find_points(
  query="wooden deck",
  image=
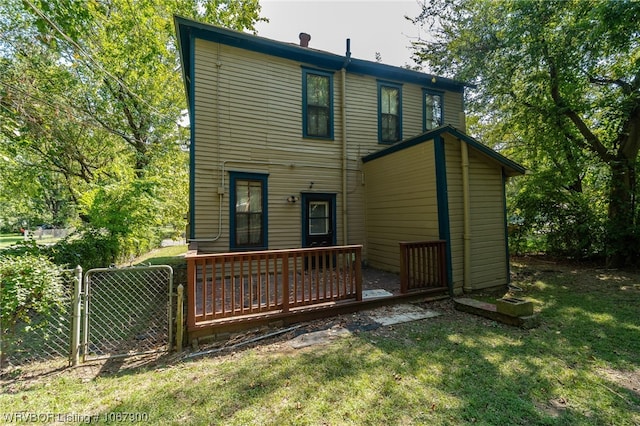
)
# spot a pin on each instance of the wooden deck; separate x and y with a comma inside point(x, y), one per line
point(231, 291)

=====

● PROBLEM STATEMENT
Please rewrite the data above, replacing "wooden deck" with "timber deck" wherever it appears and keeping everything else unchanged. Leave the pictures out.

● RESPONSE BELOW
find_points(
  query="timber deck",
  image=
)
# spot a pin on each instance of the timber deck; separate x and y with a comma inside point(x, y), one per line
point(231, 291)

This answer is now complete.